*** Input Section Begins ***
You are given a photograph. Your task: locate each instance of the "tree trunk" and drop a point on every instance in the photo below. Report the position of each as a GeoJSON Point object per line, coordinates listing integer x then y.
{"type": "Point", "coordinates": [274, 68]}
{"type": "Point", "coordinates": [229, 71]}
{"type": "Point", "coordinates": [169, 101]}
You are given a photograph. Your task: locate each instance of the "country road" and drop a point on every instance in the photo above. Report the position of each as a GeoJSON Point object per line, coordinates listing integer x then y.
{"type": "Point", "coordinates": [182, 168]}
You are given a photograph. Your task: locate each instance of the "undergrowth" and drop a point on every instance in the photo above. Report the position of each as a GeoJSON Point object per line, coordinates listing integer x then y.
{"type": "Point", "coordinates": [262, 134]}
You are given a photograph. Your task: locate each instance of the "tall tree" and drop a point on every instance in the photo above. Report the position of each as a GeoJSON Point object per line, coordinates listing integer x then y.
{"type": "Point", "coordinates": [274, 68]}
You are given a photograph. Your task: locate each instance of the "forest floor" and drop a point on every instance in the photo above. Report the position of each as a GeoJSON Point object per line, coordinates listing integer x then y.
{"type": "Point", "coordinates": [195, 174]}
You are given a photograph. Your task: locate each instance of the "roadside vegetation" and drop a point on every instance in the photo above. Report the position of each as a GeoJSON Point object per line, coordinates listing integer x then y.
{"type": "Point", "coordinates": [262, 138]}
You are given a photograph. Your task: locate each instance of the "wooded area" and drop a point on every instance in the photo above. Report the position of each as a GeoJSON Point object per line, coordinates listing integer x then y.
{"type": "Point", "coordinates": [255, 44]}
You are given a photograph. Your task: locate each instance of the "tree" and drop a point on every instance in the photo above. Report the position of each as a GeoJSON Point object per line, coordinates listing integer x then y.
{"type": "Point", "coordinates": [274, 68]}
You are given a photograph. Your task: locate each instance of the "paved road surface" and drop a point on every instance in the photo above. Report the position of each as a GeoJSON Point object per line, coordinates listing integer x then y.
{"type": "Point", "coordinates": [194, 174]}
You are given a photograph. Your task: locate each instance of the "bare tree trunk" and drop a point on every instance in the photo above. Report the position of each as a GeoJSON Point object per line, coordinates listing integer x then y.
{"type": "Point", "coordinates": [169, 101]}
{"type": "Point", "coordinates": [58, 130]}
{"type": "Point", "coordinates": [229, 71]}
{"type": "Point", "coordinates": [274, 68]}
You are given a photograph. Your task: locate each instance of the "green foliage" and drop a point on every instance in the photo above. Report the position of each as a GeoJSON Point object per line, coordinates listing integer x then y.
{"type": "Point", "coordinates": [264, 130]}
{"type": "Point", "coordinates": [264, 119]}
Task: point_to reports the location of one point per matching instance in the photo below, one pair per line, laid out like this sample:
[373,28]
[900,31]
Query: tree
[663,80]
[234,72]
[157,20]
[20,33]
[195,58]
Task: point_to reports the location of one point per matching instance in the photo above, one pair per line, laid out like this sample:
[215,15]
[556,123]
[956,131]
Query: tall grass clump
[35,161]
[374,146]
*** Input Section Ends ***
*Your assignment*
From the first line to the last, write out the listing exactly.

*Exercise response*
You are given a photograph. Your task: locate each instance of the "tree trunk" and drop a point on every instance in the photo below. Report the position of each as a GeoJSON Point object per line, coordinates listing integer x then y.
{"type": "Point", "coordinates": [274, 68]}
{"type": "Point", "coordinates": [229, 71]}
{"type": "Point", "coordinates": [169, 101]}
You are given a photograph. Your task: locate each instance of the "country road" and drop a point on every instance in the photo above. Report the position of each as a GeoJSON Point object per line, coordinates listing integer x then y.
{"type": "Point", "coordinates": [182, 168]}
You are given a photograph. Your task: locate each instance of the "undergrowth" and drop a point on every instance in the photo above. Report the position of each as a GeoJSON Point object per line, coordinates listing integer x then y.
{"type": "Point", "coordinates": [262, 134]}
You are given a photograph. Your task: locate each instance of the "tall tree" and drop a point on every instance in the photo above. Report the position of each as a GeoJSON Point object per line, coordinates listing integer x then y.
{"type": "Point", "coordinates": [274, 68]}
You are given a photograph. Your task: locate each instance of the "forest floor" and drop a point on every instance in the photo above. Report the position of each as a GeoJSON Point object per line, coordinates listing integer x then y.
{"type": "Point", "coordinates": [195, 174]}
You are given a photograph. Your task: locate each instance of the "roadside vegetation" and drop a point on every instance in the photo above. Report the position of each as a GeoJSON Point object per line, coordinates listing integer x then y.
{"type": "Point", "coordinates": [262, 138]}
You are given a photograph. Your task: locate each instance of the "wooded area" and drop a point on every instance in the photo above. Report the position of each as a GeoJSON Point object per line, coordinates listing integer x then y.
{"type": "Point", "coordinates": [255, 44]}
You are given a photograph. Your task: locate each instance of the "tree" and drop a point on every instance in the photo above. Report the position of each as a GeoJSON Point object per line, coordinates listing integer x then y.
{"type": "Point", "coordinates": [274, 68]}
You are given a photograph. Your task: locate each instance of the "paved road surface" and drop a point on every instance in the photo above. Report the position of each as a GeoJSON Point object per line, coordinates listing integer x then y.
{"type": "Point", "coordinates": [194, 174]}
You are given a photograph. Your task: locate each instance of the "bare tree trunk" and drop a point on every instance in the photo above. Report the position of each as a GeoJSON Point object per line, coordinates listing integer x then y.
{"type": "Point", "coordinates": [169, 101]}
{"type": "Point", "coordinates": [58, 130]}
{"type": "Point", "coordinates": [229, 71]}
{"type": "Point", "coordinates": [274, 68]}
You are given a photograph. Your task: locate each instance of the "green foliage" and drop a point on every instance in the photo above. Report the position of each as a GeoJSON Point object per line, coordinates listing integer x then y.
{"type": "Point", "coordinates": [264, 130]}
{"type": "Point", "coordinates": [264, 119]}
Task: point_to reports the location of one point per matching instance in the photo below, one pair per line, laid out like this sample:
[373,28]
[900,31]
Query: tree
[663,80]
[234,72]
[157,20]
[20,33]
[195,58]
Task: point_to reports the location of one point per matching instance in the photo above, one pair per line, laid out like this sample:
[215,15]
[556,123]
[956,131]
Query: tall grass clump
[35,161]
[374,146]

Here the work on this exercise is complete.